_EXERCISE REQUIREMENTS_: Exactly the lines from the one containing "Field log: drop a marker on each instance of the damaged" through the end of the data below are to be reproduced, and nothing besides them.

Excerpts from point annotation data

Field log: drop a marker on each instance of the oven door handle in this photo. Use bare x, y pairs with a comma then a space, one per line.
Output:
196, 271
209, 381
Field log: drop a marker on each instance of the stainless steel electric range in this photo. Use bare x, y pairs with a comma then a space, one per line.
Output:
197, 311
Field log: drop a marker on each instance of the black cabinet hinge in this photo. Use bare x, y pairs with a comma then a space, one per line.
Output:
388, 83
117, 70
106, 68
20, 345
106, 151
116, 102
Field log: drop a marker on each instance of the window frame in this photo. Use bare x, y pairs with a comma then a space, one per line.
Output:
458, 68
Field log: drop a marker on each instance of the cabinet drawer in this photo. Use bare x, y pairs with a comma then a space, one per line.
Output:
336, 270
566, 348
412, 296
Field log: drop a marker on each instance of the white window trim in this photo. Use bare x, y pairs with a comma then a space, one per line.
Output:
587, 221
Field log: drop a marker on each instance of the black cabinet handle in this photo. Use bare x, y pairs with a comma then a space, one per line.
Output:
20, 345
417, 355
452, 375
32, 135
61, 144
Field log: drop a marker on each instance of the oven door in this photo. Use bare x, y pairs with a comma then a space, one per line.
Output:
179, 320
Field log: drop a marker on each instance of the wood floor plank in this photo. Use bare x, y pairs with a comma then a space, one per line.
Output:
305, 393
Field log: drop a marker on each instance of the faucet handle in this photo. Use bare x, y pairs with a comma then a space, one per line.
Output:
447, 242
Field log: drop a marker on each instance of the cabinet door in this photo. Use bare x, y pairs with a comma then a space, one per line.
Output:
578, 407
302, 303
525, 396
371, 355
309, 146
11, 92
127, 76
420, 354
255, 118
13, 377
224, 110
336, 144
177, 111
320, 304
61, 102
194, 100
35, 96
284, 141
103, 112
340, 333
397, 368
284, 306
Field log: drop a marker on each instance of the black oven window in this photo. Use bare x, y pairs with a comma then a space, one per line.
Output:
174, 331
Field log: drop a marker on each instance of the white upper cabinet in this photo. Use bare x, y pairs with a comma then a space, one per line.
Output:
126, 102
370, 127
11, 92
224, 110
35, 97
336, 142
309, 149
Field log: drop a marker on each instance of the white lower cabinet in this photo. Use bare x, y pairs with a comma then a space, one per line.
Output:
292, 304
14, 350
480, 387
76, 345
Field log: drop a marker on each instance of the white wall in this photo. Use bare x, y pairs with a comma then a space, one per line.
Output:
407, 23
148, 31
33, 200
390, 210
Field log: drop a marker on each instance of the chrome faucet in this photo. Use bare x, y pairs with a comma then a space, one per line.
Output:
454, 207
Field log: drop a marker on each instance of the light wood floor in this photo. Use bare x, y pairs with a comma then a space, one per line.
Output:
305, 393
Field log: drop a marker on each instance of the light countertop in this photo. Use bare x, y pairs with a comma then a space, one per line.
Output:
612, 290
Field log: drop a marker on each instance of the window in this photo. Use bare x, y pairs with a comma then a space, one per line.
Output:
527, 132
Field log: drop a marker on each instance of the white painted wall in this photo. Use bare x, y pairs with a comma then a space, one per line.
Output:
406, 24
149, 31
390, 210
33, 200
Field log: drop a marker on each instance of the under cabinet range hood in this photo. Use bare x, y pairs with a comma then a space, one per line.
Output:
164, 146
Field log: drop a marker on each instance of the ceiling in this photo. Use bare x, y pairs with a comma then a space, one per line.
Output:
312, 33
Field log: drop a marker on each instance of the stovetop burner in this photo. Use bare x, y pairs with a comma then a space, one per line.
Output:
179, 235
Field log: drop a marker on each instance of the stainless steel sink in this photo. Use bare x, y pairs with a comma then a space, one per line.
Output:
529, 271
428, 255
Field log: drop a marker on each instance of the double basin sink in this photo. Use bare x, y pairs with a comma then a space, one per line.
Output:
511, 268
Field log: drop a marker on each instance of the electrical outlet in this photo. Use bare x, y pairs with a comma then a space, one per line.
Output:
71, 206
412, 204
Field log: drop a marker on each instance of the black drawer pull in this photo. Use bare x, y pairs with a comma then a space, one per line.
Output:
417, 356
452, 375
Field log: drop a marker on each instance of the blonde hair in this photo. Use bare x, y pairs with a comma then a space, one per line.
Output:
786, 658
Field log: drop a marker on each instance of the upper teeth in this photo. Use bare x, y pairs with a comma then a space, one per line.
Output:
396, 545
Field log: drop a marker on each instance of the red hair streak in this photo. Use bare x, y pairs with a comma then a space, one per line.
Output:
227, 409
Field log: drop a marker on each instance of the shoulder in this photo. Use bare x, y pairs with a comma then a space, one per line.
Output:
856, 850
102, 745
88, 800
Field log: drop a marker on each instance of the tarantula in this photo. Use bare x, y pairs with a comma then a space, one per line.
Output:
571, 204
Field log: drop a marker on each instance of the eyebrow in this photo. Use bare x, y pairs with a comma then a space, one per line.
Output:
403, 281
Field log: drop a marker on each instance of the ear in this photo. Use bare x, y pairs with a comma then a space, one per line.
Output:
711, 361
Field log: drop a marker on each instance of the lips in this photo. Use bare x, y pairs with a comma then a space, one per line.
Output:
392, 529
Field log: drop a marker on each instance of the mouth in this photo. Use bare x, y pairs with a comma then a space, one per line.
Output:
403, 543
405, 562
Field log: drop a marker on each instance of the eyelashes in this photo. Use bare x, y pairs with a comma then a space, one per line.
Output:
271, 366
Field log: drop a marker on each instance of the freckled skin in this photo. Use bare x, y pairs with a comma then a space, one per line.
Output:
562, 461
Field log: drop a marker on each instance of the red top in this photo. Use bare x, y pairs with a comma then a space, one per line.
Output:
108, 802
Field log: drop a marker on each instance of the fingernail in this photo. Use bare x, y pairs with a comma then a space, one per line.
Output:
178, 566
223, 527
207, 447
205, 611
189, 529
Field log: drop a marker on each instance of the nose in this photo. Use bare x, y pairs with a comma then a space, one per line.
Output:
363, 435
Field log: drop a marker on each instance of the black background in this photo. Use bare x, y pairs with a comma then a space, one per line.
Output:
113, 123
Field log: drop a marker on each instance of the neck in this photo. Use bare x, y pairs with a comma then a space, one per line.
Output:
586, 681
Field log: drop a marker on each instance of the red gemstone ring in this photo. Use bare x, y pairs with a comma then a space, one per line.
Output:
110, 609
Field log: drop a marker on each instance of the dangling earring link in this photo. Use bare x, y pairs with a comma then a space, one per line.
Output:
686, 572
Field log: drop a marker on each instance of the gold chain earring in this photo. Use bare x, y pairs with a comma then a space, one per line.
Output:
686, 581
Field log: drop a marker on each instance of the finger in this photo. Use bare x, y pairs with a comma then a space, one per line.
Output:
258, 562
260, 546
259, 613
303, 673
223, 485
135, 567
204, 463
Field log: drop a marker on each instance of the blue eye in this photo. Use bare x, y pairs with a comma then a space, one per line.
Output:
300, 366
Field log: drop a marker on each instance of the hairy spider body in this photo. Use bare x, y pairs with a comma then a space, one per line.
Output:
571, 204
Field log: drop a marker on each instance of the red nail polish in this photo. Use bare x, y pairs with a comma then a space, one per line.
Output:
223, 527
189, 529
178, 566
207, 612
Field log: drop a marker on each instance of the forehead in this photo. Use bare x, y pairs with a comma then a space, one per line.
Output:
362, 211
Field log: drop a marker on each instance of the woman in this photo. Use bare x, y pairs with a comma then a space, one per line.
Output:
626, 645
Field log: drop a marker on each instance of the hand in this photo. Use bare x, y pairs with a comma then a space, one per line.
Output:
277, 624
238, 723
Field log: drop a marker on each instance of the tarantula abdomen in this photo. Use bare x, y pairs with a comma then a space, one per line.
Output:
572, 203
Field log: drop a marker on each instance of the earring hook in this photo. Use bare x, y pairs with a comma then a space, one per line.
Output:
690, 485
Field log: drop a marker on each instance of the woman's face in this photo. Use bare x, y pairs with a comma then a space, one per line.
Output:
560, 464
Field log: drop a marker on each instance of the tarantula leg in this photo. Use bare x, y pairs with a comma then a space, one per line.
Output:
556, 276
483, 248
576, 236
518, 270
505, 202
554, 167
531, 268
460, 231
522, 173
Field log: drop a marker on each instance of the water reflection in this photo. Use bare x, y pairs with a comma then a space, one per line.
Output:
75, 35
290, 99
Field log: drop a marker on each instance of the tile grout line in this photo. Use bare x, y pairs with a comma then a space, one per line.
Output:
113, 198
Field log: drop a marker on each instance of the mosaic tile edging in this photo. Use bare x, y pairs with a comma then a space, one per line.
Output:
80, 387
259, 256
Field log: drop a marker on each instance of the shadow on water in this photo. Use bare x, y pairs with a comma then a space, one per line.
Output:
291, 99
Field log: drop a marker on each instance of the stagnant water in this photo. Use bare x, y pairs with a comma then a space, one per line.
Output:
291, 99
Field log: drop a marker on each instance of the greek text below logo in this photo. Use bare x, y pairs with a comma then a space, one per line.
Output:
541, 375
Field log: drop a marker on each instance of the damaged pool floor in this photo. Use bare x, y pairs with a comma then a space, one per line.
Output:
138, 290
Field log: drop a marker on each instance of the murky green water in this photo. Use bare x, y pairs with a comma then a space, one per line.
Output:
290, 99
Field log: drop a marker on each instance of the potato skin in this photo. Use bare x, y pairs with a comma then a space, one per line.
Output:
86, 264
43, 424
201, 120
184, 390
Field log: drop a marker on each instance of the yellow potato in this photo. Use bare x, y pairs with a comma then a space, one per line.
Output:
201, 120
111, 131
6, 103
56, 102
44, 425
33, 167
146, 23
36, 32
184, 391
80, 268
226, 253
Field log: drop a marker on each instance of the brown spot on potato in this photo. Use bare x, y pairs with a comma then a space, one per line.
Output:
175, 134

_FINAL ANSWER_:
Field log: drop a marker on each instance of the damaged pool floor in this photo. Use bare x, y pairs with a comma then a space, one per line.
Output:
138, 290
Field log: drop a marker on each instance of the murky green water in this photo. Use bare x, y pairs with a comma then a space, one per line.
Output:
290, 99
Field log: drop a marker on each instance of the potato skin in this photo. Use bare x, y pairs with a comma then a space, one per line.
Output:
86, 264
43, 424
201, 120
184, 390
Field log: drop a marker on each instance of the yellow potato in this photo. Use bare x, y pairs with a comma then a space, one per line.
Output:
201, 120
111, 131
6, 103
56, 102
44, 425
33, 167
146, 23
36, 32
184, 391
80, 268
226, 253
Field log: drop a marker on each instance of the brown spot on potato in this photo. Use bare x, y pairs with a comma then a space, one per line.
Output:
175, 134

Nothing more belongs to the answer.